> What the task requires
Quote the rows word for word from the very first line down to and including the line with "negative clicks: (1258, 539) (813, 733)".

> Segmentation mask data
═══
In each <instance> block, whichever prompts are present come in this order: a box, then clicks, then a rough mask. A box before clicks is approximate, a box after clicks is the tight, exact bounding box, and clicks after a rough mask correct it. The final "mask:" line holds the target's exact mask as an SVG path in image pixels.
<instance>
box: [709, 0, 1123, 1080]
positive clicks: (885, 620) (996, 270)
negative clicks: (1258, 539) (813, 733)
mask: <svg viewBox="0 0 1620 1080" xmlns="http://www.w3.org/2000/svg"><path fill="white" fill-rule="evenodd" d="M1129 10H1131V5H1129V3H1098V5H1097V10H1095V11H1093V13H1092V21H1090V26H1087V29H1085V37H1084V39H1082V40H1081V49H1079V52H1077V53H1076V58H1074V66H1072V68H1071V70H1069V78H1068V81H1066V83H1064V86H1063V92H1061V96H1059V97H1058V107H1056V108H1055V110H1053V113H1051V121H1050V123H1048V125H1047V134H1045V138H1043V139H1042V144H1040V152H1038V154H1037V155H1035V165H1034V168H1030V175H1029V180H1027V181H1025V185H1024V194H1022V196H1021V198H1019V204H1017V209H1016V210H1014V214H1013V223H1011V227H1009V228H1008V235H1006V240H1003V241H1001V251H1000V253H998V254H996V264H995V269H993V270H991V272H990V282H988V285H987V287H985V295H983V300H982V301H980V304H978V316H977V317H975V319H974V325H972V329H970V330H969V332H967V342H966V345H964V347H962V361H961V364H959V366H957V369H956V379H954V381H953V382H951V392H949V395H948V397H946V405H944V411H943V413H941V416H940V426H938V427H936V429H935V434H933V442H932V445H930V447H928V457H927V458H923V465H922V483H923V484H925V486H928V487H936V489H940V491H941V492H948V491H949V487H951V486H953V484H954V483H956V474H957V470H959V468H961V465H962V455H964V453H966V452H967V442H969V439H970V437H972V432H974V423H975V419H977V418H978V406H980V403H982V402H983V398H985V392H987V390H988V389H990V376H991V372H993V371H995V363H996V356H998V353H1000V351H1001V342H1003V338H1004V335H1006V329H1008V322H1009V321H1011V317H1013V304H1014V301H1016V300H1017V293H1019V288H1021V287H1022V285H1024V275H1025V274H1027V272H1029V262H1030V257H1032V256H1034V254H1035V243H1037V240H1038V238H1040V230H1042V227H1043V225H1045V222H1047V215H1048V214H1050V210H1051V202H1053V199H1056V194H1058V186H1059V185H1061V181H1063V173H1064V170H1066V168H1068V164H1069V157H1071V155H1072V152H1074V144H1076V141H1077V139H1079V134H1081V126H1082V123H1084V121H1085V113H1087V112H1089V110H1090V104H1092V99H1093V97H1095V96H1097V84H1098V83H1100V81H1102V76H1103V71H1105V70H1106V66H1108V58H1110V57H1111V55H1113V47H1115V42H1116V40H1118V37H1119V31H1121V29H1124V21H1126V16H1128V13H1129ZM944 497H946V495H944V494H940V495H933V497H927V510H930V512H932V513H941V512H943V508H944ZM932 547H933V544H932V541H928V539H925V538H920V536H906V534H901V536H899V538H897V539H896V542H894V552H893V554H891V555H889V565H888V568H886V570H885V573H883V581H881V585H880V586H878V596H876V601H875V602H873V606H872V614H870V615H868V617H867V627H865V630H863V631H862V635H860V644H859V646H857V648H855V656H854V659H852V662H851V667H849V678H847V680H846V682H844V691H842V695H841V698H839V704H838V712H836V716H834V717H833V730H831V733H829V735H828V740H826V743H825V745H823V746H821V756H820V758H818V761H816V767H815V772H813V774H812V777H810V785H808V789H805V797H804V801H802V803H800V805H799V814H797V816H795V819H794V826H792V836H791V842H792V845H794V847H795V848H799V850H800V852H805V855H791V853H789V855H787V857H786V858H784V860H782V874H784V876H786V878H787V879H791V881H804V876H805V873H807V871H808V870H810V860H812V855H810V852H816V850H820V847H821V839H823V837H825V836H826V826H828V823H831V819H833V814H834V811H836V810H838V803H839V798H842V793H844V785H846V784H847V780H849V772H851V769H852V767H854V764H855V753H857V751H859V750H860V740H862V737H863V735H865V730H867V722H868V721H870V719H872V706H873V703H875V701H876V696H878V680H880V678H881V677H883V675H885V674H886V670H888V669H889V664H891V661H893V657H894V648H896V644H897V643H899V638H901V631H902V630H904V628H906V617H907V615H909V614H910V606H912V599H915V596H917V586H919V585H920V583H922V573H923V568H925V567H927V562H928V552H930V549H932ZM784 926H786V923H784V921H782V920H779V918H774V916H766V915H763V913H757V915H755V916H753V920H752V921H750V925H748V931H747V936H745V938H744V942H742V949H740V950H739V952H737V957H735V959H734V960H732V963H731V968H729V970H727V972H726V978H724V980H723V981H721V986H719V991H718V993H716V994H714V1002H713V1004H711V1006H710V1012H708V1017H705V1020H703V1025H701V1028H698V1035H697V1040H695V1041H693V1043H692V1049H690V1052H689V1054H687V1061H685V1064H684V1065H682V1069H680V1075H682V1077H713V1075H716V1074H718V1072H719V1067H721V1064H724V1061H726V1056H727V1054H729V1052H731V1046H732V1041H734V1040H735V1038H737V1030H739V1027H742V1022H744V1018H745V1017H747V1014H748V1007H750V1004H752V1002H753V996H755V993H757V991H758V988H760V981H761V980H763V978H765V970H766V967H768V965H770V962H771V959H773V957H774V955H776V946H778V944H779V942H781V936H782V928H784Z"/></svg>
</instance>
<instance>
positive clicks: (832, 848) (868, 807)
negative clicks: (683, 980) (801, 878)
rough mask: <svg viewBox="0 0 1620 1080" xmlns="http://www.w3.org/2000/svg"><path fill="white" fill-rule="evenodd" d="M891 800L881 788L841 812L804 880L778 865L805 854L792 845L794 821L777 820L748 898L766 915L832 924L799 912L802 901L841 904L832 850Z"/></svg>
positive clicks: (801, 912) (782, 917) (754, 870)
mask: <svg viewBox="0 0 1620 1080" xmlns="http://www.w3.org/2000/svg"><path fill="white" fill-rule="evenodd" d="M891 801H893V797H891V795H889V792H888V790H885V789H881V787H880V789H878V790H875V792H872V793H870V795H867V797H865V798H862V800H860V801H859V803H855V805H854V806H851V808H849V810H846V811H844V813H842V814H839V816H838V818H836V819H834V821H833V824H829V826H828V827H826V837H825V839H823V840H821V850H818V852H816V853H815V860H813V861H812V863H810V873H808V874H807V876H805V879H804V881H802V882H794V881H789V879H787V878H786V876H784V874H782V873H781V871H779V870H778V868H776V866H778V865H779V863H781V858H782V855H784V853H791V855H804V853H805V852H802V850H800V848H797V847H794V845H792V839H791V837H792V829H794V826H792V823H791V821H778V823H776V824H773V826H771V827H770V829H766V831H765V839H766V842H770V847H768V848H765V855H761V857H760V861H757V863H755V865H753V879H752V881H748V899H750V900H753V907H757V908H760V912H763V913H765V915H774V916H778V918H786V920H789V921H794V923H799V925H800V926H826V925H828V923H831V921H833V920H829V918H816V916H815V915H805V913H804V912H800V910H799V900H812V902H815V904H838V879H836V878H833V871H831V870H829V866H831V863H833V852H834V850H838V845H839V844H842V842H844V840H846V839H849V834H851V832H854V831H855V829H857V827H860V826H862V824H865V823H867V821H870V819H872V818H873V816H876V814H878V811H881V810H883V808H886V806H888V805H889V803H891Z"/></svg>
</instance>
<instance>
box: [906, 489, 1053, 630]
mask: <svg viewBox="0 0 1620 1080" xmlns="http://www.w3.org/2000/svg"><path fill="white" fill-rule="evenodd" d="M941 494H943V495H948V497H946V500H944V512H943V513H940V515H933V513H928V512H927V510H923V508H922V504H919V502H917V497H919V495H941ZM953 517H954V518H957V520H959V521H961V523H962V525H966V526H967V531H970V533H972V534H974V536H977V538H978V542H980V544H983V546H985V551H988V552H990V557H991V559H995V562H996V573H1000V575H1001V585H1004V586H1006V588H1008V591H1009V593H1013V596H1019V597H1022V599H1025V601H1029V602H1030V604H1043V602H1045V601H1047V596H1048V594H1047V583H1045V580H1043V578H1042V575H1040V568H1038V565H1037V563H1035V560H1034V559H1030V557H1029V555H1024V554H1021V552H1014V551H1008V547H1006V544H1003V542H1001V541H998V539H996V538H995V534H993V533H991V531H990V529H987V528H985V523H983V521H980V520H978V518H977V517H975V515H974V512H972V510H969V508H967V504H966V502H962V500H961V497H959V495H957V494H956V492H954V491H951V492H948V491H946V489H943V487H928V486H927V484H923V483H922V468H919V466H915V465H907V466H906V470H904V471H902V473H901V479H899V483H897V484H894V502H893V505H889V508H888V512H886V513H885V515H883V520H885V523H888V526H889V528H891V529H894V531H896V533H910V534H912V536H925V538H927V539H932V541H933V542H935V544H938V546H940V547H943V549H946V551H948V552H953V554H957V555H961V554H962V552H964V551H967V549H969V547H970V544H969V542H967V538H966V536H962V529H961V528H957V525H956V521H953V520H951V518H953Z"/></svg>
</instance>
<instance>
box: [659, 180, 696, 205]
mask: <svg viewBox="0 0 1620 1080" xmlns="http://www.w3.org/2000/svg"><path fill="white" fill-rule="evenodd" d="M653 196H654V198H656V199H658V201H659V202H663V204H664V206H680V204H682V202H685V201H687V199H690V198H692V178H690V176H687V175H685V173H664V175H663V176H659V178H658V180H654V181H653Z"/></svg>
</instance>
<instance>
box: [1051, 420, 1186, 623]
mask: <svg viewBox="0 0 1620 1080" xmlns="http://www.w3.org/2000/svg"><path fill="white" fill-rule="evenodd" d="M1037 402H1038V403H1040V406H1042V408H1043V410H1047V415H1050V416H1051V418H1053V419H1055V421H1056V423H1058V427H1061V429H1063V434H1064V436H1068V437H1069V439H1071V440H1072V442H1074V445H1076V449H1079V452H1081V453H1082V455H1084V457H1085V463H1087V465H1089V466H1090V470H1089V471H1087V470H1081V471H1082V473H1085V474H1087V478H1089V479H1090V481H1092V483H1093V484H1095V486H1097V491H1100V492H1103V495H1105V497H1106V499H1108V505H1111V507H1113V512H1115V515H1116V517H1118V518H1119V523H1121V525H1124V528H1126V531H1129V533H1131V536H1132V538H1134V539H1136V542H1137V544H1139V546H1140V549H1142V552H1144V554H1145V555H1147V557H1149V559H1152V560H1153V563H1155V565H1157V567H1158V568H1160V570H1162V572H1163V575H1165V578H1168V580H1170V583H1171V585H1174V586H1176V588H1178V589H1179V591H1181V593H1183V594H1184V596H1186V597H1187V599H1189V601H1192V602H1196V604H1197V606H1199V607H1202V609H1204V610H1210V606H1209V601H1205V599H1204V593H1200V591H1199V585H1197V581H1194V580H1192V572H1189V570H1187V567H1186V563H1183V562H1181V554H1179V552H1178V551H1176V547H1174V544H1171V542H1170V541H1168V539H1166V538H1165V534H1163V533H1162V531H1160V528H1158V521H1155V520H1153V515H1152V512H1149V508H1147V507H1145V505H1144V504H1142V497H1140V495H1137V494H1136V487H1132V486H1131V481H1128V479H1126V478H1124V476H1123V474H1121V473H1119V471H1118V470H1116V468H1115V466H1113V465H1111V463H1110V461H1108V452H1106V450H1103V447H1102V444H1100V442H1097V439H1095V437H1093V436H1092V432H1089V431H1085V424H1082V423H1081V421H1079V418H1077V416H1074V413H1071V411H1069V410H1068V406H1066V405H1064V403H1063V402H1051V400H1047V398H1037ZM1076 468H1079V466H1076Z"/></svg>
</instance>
═══
> Response to the task
In each <instance> block, whichever prompts are present come in this order: a box, then clicks, then a rough mask. A box before clicks is approximate, a box after clicks is the tight, exact bounding box, and clicks after a rough mask correct it. The final "mask:" line holds the target's exact mask as an SVG path in image pixels.
<instance>
box: [709, 0, 1123, 1080]
positive clicks: (885, 620) (996, 270)
negative clicks: (1258, 539) (813, 733)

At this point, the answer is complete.